### What the exercise asks:
Only the pictures should be left out; write out all other data exactly.

[Task data — start]

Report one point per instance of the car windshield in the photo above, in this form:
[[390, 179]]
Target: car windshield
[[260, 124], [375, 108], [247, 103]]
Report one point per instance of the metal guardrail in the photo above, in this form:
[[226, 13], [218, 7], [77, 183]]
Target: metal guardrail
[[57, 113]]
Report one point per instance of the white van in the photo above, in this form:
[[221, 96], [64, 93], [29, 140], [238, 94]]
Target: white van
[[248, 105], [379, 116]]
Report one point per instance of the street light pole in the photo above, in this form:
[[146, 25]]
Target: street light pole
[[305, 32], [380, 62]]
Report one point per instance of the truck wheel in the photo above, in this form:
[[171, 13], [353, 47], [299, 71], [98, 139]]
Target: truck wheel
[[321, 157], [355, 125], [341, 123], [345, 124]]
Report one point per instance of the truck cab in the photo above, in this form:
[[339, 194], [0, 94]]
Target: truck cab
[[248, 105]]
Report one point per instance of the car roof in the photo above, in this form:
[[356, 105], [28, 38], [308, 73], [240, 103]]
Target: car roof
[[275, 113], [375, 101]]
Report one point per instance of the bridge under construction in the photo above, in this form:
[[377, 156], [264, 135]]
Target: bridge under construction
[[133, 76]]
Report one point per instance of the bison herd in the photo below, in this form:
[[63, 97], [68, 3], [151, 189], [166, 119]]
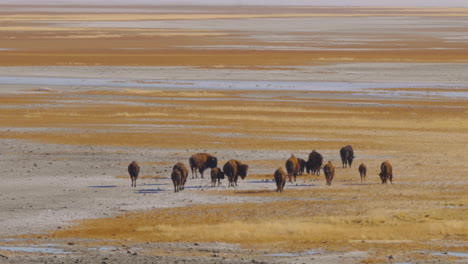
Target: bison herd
[[233, 169]]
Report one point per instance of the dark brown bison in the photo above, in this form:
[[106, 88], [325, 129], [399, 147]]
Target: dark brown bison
[[280, 179], [233, 169], [202, 161], [292, 167], [347, 155], [362, 171], [179, 176], [314, 163], [386, 172], [329, 171], [302, 165], [216, 174], [133, 170]]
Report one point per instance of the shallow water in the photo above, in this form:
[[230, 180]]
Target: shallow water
[[246, 85], [37, 249], [305, 253], [451, 253]]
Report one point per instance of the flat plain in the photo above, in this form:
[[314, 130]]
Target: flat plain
[[87, 89]]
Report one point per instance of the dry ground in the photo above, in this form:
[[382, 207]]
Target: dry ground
[[424, 210], [93, 133]]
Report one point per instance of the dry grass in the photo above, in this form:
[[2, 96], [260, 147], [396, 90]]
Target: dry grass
[[423, 210], [55, 44]]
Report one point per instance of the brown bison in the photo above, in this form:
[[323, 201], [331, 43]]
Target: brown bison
[[302, 164], [133, 170], [347, 155], [202, 161], [216, 174], [386, 172], [329, 171], [314, 163], [233, 169], [292, 167], [280, 179], [179, 176], [362, 171]]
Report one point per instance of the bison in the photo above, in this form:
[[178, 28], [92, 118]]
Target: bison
[[314, 163], [179, 176], [292, 167], [216, 174], [133, 170], [386, 172], [302, 165], [362, 171], [329, 171], [233, 169], [347, 155], [280, 179], [202, 161]]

[Task data — finish]

### Written response:
Report one point per instance of the car windshield in the photo above, in this form:
[[390, 179]]
Target: car windshield
[[260, 124], [375, 108], [247, 103]]
Report one point per instance of the metal guardrail in the photo above, in this form:
[[226, 13], [218, 7], [77, 183]]
Target: metal guardrail
[[57, 113]]
Report one point per instance of the white van in the photo above, in this form:
[[221, 96], [64, 93], [29, 140], [238, 94]]
Target: white van
[[248, 105], [379, 116]]
Report one point per instance of the street light pole in the photo above, in this form:
[[146, 25]]
Target: street light pole
[[305, 32], [380, 62]]
Report one point per instance of the truck wheel in the photo above, in this form:
[[171, 13], [353, 47], [299, 71], [98, 139]]
Target: truck wheel
[[321, 157], [355, 125], [341, 123], [345, 124]]
Report one point per instance of the truck cab in the photo above, in this form:
[[339, 194], [0, 94]]
Target: truck cab
[[248, 105]]
Report one point per instance of the car roof in the photo above, in this form:
[[356, 105], [28, 38], [308, 73], [240, 103]]
Target: car roof
[[275, 113], [375, 101]]
Report one point per instance of the bridge under construction in the photo above, in this form:
[[377, 156], [264, 135]]
Target: bridge under construction
[[133, 76]]
Report one point per instance of the bison herd in the photo below, in this form:
[[63, 97], [68, 3], [151, 189], [166, 119]]
Target: bison herd
[[233, 169]]
Report one point per instance of the dark brown bison in the photo above, in this form:
[[106, 88], [325, 129], [399, 147]]
Target: dark brown bison
[[280, 179], [233, 169], [202, 161], [292, 167], [347, 155], [362, 171], [179, 176], [314, 163], [386, 172], [329, 171], [302, 165], [216, 174], [133, 170]]
Report one point per instance of the shallow water in the photo above, in this form:
[[230, 180]]
Target: shallow water
[[246, 85], [37, 249], [305, 253], [451, 253]]
Report one point per instance of the flat plain in the photo above, in this form:
[[314, 130]]
Target: flat plain
[[87, 89]]
Report one point per instance of the dry ground in the photo above, in this form:
[[382, 207]]
Target: dry ground
[[424, 210], [93, 133]]
Report one point per instance of the dry grass in the photo above, in this form:
[[2, 96], [260, 147], [396, 90]]
Target: dry grass
[[423, 210], [55, 44]]
Report one point per instance of the brown bison in the photo above, in this form:
[[323, 201], [331, 43]]
Target: brown bison
[[302, 164], [133, 170], [347, 155], [202, 161], [216, 174], [386, 172], [329, 171], [314, 163], [233, 169], [292, 167], [280, 179], [179, 176], [362, 171]]
Report one point per instance of the bison in the photo above, in this form:
[[178, 28], [92, 118]]
Target: bison
[[314, 163], [179, 176], [292, 167], [216, 174], [133, 170], [386, 172], [302, 165], [362, 171], [329, 171], [233, 169], [347, 155], [280, 179], [202, 161]]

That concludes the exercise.